[Stored data entries]
------
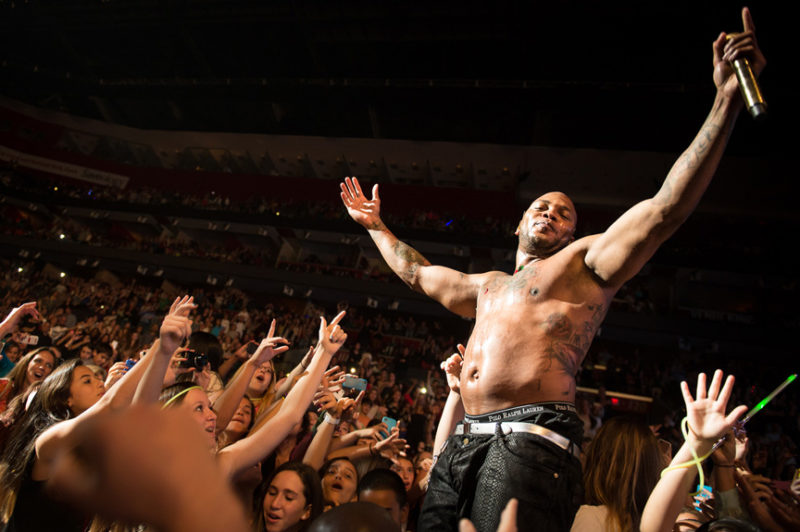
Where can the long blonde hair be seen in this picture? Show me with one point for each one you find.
(622, 467)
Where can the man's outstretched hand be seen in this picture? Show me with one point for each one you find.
(364, 211)
(731, 46)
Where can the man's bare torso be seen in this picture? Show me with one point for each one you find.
(532, 330)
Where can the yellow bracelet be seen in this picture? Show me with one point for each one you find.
(697, 460)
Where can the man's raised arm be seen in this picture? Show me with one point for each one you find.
(625, 247)
(458, 292)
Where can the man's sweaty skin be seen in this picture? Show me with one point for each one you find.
(533, 328)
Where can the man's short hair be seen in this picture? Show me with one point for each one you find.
(384, 479)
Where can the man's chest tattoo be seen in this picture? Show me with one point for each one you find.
(568, 340)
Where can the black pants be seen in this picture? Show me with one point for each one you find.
(476, 475)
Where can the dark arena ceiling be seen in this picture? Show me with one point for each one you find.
(620, 75)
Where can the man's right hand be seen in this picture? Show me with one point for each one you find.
(364, 211)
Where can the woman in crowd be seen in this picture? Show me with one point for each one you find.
(69, 397)
(292, 499)
(339, 481)
(70, 391)
(30, 369)
(622, 466)
(263, 440)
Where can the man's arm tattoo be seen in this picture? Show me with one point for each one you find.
(688, 163)
(412, 259)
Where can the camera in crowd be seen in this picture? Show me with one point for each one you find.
(194, 360)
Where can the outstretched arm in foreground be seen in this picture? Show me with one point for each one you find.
(250, 450)
(618, 254)
(61, 436)
(227, 403)
(147, 465)
(453, 410)
(457, 291)
(707, 423)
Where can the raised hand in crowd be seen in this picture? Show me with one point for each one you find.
(11, 323)
(707, 422)
(361, 209)
(115, 373)
(175, 328)
(269, 347)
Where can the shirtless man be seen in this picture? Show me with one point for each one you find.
(533, 328)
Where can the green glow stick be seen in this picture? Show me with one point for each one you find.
(756, 409)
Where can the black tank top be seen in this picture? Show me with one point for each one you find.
(37, 511)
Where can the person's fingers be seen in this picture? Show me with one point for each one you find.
------
*EXERCISE*. Return the lines beginning at the one that contains "Where can the outstretched" and continuing through the last line of the data, exactly as they stand and without any others.

*EXERCISE RESPONSE*.
Where can the outstretched arm in foreground be seen in this picture? Show me with one point for each one you find.
(250, 450)
(618, 254)
(61, 436)
(227, 403)
(147, 465)
(453, 410)
(457, 291)
(707, 423)
Where can the raised hand in crowd be seen in this picture? Show me with one point for each one you find.
(11, 323)
(707, 422)
(361, 209)
(115, 373)
(175, 328)
(269, 347)
Where can the shirtless man be seen in this picture? Show me with one point for each one you find.
(533, 328)
Where can the green glow stick be seen in this picture? Show me with one point for each one you find.
(756, 409)
Where can the black tank top be seen in this picture? Show me with one point for each one you find.
(37, 511)
Where can the person's fingers be seen in this picture? Show me with one point for each one you find.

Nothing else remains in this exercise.